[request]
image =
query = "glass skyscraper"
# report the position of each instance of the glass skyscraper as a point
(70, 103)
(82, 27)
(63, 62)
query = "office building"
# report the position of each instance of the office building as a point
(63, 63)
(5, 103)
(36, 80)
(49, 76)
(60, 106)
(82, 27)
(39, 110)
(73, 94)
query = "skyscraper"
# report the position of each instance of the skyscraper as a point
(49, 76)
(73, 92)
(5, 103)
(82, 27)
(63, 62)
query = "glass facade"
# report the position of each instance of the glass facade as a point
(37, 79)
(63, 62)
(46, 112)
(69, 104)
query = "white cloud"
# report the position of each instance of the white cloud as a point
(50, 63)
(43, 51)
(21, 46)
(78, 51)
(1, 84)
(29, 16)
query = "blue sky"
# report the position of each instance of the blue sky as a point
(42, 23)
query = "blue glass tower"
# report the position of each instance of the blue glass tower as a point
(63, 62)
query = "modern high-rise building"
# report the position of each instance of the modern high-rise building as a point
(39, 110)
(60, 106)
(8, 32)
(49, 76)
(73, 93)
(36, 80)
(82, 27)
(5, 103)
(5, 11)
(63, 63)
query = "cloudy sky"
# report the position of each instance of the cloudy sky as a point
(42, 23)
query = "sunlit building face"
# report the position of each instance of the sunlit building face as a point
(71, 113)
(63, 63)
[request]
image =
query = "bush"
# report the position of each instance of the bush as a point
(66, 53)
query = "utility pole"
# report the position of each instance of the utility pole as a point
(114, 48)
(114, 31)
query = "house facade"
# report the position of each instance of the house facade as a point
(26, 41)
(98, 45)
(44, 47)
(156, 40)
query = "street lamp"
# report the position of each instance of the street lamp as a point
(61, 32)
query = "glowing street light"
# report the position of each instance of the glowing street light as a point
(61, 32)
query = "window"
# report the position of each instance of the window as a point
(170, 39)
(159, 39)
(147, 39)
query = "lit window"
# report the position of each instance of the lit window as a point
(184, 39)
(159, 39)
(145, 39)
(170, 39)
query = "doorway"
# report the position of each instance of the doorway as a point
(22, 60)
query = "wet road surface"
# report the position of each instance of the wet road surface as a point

Exercise goal: Output each record precisely as given.

Task response:
[request]
image =
query = "glass skyscraper"
# report the position of each instance of the glass skyscraper as a point
(70, 103)
(82, 27)
(63, 62)
query = "office building"
# report the position of each instance of the office building as a point
(63, 63)
(5, 103)
(36, 80)
(49, 76)
(60, 106)
(82, 27)
(39, 110)
(73, 94)
query = "skyscraper"
# report the position of each instance of the skyscraper as a point
(49, 76)
(73, 92)
(5, 103)
(82, 27)
(63, 62)
query = "glass facade"
# report the position of each instance of the glass facade as a point
(37, 79)
(63, 62)
(46, 112)
(69, 104)
query = "white cloud"
# report the position of each instance of the white cloud as a point
(50, 63)
(43, 51)
(21, 46)
(78, 51)
(1, 84)
(29, 16)
query = "blue sky"
# report the position of each instance of the blue sky as a point
(42, 23)
query = "blue glass tower"
# report the position of each instance of the blue glass tower as a point
(63, 62)
query = "modern high-rise building"
# report the position of each instance of the modern high-rise building as a point
(39, 110)
(60, 106)
(8, 32)
(49, 76)
(73, 93)
(36, 80)
(82, 27)
(5, 103)
(5, 11)
(63, 63)
query = "cloudy sky"
# report the position of each instance of the cloudy sky as a point
(42, 23)
query = "sunlit building face"
# report the position of each instance of the sunlit building face as a point
(71, 113)
(63, 63)
[request]
image =
query = "bush"
# report the position of each instance of the bush as a point
(66, 53)
query = "utility pole"
# report the position of each instance of the utility pole as a point
(114, 48)
(114, 31)
query = "house facade"
# report the position of each instance of the house facade as a point
(26, 41)
(98, 45)
(44, 47)
(156, 40)
query = "street lamp"
# report the position of each instance of the street lamp as a point
(61, 32)
query = "glowing street light"
# report the position of each instance of the glowing street light as a point
(61, 32)
query = "window"
# report the position of each instance of the window as a point
(170, 39)
(159, 39)
(147, 39)
query = "lit window"
# report the position of each instance of the lit window as a point
(184, 39)
(159, 39)
(145, 39)
(170, 39)
query = "doorway"
# report the position of each instance of the doorway as a point
(22, 60)
query = "wet road surface"
# report the position of each instance of the wet road surface as a point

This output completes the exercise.